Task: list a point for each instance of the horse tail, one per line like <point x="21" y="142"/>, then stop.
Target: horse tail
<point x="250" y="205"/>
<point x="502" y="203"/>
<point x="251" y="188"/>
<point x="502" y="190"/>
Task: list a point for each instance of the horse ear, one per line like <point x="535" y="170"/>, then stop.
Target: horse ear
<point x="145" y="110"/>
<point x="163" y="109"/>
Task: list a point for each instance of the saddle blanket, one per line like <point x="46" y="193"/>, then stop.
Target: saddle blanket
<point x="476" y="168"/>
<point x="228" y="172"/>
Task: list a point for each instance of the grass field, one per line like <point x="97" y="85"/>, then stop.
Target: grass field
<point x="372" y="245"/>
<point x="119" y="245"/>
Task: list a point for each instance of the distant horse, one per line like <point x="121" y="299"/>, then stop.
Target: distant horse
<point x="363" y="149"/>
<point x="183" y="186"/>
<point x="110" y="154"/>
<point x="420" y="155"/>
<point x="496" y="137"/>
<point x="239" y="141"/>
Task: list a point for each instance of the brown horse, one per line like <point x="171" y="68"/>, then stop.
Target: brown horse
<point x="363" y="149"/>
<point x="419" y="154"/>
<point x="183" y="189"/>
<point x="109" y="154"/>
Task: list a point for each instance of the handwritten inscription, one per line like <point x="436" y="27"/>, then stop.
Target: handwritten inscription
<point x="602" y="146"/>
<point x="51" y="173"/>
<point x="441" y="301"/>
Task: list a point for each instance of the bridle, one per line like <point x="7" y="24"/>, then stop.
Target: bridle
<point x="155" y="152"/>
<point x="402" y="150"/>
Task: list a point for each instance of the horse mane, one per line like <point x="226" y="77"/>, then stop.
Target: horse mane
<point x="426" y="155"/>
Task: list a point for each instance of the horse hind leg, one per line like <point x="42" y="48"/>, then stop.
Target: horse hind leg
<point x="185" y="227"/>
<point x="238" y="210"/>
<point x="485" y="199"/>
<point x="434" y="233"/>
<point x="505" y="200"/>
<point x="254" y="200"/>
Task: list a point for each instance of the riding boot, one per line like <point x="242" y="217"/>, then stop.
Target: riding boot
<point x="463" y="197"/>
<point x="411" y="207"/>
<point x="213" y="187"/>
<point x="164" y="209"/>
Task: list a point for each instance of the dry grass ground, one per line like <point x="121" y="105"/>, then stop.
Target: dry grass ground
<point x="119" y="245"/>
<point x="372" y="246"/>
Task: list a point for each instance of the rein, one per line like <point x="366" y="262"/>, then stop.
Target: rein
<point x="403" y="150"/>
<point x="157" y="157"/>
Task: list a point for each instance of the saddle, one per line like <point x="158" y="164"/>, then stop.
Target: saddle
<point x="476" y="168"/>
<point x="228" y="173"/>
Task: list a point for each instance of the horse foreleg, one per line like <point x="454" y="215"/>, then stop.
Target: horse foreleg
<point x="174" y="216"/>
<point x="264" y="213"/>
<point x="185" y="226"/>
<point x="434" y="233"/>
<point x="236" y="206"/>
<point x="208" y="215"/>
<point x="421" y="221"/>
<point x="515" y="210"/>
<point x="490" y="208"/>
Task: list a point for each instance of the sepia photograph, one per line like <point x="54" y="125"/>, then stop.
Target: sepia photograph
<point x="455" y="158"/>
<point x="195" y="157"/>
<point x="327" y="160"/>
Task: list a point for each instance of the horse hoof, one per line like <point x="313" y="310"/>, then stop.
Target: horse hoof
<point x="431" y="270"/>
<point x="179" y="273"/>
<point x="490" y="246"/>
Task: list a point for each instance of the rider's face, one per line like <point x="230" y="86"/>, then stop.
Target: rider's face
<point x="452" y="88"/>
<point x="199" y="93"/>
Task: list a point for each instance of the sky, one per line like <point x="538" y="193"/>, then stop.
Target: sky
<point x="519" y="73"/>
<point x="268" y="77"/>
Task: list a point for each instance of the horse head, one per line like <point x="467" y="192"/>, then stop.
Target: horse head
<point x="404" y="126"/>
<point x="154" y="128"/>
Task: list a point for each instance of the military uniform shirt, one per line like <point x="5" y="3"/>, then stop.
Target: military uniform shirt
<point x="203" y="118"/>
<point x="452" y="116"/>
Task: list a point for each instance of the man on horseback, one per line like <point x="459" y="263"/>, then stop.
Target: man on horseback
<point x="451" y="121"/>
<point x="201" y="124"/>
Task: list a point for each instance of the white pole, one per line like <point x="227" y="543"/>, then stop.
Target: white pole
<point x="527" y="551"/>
* * *
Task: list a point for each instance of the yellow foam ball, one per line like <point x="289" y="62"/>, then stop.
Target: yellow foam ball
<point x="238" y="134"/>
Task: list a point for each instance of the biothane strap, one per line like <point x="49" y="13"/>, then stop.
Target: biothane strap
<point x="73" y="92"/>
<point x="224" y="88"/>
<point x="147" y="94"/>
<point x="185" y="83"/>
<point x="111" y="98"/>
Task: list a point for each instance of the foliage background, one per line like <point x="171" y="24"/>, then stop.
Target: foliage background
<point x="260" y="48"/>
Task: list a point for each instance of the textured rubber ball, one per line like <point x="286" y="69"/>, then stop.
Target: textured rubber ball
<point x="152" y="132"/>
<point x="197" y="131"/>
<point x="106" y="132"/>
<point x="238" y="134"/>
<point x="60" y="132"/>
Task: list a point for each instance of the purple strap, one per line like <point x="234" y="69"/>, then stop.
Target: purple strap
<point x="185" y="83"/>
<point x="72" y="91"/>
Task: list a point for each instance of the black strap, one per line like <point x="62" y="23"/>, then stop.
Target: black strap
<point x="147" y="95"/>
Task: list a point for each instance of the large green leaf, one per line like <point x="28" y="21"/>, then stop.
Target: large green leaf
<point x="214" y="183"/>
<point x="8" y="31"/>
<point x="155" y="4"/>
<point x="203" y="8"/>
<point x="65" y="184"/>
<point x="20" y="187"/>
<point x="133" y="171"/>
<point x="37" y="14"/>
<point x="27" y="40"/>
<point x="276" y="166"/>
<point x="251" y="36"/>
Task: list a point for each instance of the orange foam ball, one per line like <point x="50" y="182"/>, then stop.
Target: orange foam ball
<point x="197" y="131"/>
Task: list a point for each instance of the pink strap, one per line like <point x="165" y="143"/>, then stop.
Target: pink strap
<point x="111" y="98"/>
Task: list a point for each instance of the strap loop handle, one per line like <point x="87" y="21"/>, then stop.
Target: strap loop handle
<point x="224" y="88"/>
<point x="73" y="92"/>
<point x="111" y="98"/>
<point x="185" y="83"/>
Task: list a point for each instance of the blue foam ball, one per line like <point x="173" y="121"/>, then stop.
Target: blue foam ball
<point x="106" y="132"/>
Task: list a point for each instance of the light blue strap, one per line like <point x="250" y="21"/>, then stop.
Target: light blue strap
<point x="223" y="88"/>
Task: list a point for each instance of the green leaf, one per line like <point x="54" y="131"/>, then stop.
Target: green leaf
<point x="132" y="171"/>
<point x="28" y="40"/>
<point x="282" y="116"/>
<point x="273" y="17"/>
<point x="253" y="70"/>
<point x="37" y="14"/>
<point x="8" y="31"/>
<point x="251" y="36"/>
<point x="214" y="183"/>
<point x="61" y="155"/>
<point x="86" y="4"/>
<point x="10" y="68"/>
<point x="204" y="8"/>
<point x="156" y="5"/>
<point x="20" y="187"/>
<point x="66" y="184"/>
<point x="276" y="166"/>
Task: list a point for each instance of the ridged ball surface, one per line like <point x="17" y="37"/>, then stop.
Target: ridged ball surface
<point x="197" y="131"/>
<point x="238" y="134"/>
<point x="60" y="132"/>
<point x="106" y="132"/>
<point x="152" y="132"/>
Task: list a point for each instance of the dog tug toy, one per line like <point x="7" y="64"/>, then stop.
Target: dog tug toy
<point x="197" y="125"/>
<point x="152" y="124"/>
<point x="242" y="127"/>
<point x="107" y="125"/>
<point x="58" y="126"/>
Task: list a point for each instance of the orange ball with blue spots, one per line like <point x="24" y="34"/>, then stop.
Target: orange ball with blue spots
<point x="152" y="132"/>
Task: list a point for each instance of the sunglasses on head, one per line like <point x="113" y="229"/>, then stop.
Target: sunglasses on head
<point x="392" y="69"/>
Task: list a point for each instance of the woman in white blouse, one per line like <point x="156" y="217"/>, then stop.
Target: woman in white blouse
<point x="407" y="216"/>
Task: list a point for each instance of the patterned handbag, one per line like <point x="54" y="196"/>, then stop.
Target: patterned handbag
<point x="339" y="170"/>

» AIM OF THE TASK:
Reproduce word for word the material above, starting with the line that has "Target: horse head" and stopping after the line that has "Task: list a point for each instance of the man".

» ANSWER SPACE:
Target: horse head
<point x="404" y="126"/>
<point x="154" y="128"/>
Task: list a point for each instance of the military uniform shirt, one per line like <point x="5" y="3"/>, then stop.
Target: military uniform shirt
<point x="203" y="118"/>
<point x="452" y="116"/>
Task: list a point for each instance of the man on horseback, one per line like <point x="459" y="263"/>, then stop.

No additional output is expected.